(Stored items from a collection)

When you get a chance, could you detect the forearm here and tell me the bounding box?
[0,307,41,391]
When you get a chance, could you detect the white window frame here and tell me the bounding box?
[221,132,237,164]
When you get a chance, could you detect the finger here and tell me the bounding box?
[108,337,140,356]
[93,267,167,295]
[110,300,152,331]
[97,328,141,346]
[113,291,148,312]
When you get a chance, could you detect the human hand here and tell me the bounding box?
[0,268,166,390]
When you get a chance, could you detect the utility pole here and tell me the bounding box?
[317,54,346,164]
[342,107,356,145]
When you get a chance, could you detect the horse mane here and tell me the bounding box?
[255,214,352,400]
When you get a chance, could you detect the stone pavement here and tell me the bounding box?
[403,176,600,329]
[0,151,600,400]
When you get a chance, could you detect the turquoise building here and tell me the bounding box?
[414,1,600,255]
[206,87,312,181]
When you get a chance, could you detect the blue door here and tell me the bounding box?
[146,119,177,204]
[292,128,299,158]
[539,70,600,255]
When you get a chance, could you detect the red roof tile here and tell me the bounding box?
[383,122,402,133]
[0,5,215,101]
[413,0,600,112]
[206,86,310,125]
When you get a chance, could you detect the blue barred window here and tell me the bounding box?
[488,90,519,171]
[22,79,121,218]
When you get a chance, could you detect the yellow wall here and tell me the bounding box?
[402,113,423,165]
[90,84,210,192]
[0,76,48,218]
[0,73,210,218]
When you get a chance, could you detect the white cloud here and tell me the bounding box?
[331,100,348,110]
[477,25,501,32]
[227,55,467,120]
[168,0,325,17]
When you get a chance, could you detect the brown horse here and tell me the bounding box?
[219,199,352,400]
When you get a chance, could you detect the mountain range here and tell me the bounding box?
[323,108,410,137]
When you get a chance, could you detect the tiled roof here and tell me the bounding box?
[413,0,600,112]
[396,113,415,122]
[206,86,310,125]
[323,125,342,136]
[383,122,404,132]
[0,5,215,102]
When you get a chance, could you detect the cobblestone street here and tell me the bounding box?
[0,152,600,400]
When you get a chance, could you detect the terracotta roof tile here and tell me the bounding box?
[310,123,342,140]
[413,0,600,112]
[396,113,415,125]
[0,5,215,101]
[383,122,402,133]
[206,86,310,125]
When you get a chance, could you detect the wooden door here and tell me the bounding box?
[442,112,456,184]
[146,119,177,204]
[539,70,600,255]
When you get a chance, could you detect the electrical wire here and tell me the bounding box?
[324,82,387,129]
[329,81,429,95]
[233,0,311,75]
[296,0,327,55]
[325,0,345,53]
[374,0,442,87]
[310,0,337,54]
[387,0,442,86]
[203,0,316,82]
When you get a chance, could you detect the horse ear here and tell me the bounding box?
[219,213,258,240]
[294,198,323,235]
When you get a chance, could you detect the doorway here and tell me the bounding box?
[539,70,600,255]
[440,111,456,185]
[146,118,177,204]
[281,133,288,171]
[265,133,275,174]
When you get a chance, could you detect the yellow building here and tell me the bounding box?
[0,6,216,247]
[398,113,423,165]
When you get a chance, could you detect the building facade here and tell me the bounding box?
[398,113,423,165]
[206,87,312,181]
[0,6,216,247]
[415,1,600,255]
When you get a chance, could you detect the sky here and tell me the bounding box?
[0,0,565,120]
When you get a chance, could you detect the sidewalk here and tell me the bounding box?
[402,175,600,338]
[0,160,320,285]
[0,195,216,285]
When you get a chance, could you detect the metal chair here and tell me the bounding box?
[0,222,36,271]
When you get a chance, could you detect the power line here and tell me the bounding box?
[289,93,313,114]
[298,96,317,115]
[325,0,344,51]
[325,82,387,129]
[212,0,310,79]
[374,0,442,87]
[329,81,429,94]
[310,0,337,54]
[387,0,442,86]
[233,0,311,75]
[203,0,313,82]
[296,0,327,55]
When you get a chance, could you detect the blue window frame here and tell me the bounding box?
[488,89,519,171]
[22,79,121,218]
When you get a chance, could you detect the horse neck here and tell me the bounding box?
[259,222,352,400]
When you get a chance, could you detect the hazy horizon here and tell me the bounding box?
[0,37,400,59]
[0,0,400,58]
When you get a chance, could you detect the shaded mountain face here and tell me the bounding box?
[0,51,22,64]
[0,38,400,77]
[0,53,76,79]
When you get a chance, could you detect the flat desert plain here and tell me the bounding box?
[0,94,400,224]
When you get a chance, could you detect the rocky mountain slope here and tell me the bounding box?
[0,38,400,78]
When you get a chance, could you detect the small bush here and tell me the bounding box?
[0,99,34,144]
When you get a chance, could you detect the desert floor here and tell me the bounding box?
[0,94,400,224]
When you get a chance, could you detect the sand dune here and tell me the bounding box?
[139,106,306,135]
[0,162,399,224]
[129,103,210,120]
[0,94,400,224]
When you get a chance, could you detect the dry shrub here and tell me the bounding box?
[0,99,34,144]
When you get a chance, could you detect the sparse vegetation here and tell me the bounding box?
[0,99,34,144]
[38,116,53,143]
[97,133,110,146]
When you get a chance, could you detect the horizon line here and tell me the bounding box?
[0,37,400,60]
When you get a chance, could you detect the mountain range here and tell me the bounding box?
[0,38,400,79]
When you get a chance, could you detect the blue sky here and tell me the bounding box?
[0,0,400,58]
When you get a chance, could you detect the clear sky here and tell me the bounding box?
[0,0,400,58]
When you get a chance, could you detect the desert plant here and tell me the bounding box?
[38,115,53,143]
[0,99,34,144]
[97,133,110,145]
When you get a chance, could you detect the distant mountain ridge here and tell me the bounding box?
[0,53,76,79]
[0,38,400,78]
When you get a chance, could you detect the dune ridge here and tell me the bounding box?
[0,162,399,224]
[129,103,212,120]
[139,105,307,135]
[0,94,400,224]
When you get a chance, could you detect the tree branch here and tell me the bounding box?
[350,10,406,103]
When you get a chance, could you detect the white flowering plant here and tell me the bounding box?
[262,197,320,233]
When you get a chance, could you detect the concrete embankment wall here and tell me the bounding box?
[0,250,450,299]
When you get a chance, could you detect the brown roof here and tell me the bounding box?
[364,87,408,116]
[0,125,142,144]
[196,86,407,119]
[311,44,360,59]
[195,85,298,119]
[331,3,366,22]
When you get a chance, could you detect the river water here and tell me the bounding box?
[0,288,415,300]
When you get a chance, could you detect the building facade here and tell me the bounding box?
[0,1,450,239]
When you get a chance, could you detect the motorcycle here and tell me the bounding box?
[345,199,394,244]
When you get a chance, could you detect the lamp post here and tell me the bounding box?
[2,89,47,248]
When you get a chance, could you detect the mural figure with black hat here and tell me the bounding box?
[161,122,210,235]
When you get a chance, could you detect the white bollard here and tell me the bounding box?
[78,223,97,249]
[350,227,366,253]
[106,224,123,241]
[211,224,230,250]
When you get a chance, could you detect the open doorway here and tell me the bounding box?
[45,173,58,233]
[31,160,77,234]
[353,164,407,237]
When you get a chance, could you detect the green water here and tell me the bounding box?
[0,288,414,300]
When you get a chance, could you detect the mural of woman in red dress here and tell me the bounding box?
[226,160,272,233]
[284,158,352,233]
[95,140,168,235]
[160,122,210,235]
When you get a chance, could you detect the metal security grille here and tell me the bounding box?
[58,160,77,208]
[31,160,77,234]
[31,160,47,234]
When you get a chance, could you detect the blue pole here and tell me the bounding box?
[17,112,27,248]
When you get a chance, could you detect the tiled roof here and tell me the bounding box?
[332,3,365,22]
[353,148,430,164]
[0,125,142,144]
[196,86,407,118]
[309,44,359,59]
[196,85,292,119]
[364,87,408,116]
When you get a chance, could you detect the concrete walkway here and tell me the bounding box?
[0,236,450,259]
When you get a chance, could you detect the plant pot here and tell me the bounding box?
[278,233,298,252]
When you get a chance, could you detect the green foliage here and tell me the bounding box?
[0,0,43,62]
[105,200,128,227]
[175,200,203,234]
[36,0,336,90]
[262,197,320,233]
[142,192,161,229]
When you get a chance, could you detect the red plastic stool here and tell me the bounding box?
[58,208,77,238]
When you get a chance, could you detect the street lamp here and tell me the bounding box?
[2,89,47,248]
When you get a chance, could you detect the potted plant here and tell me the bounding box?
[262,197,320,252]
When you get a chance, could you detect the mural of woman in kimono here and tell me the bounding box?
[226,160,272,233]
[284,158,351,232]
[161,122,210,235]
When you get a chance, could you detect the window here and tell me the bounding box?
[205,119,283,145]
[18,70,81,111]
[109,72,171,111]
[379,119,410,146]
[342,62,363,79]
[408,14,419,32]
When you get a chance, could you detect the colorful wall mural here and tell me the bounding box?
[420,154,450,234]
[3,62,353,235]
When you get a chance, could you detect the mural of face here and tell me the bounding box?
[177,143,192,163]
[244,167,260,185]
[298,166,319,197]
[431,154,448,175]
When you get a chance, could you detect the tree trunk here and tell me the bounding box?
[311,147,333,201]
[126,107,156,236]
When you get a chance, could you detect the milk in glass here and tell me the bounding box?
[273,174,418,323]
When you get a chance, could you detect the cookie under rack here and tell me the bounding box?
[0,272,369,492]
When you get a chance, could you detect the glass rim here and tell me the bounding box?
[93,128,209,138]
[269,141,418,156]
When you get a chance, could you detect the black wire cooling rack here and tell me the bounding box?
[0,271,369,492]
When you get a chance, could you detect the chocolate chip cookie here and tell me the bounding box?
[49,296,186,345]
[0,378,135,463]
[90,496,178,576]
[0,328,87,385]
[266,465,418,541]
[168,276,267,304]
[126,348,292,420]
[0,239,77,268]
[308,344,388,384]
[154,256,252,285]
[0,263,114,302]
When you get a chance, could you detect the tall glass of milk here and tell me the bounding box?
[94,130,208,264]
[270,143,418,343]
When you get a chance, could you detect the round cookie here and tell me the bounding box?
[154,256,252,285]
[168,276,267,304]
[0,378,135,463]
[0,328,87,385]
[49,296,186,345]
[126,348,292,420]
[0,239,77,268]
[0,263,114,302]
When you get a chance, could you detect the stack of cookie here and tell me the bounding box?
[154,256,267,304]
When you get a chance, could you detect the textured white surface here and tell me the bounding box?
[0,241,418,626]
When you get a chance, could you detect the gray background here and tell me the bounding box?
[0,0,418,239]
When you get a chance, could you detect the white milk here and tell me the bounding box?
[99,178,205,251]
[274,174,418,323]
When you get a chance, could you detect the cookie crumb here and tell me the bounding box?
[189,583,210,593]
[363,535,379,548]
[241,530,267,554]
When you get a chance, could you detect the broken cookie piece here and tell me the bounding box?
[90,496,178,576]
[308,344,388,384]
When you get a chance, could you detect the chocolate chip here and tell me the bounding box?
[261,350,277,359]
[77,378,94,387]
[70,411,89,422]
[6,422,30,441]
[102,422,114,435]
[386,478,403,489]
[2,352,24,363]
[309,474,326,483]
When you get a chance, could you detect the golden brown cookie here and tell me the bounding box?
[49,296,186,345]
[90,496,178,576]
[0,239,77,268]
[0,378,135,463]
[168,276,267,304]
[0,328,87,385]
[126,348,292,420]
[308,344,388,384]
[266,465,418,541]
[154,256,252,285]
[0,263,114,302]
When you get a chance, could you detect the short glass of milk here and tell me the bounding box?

TASK PROMPT: Please duplicate the lines between the line containing "When you get a chance, could you detect the colorful" and the line containing "[126,107,156,236]", inclusive.

REPLY TO THE TASK:
When you get a chance, could you detect the colorful wall mural here and tell me the bounding box?
[420,154,450,234]
[3,62,353,235]
When you get a chance, could you detect the mural of face here and tell me the bounding box?
[177,143,192,163]
[244,167,260,185]
[298,166,319,197]
[431,154,448,175]
When you get a chance, could you detect the tree trunk here and tell me the bounding box?
[311,147,333,201]
[126,107,156,236]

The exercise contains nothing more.